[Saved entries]
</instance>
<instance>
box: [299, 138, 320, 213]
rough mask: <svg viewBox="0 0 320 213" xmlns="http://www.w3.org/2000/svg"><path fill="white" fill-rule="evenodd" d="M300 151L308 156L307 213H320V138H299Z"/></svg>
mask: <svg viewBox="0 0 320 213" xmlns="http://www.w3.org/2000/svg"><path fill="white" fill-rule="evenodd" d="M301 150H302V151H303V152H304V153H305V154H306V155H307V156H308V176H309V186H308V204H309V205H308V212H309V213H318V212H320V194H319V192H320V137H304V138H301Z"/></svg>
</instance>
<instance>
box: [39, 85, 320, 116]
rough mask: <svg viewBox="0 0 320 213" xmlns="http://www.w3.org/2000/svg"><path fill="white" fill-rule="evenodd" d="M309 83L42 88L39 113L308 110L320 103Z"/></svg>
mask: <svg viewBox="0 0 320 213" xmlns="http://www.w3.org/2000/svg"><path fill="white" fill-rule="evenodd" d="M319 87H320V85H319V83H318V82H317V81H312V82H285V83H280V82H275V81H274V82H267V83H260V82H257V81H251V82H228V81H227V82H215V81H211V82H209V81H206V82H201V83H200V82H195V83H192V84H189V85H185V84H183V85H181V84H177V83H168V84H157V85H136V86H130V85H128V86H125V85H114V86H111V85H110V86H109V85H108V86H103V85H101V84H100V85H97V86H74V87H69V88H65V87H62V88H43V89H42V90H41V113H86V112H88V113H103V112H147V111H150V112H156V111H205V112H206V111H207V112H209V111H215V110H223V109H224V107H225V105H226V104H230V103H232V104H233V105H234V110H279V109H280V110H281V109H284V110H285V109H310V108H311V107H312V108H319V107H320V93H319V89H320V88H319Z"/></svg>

What you need to do:
Return exactly what appears above, from the first line of the entries to the line with "box: [39, 85, 320, 116]", inclusive.

Completed task:
</instance>
<instance>
box: [299, 138, 320, 213]
rough mask: <svg viewBox="0 0 320 213" xmlns="http://www.w3.org/2000/svg"><path fill="white" fill-rule="evenodd" d="M300 151L308 156L307 213H320V138H299Z"/></svg>
mask: <svg viewBox="0 0 320 213" xmlns="http://www.w3.org/2000/svg"><path fill="white" fill-rule="evenodd" d="M301 150H302V151H303V152H304V153H305V154H306V155H307V156H308V176H309V186H308V204H309V205H308V212H309V213H318V212H320V194H319V192H320V137H304V138H301Z"/></svg>
</instance>
<instance>
box: [39, 85, 320, 116]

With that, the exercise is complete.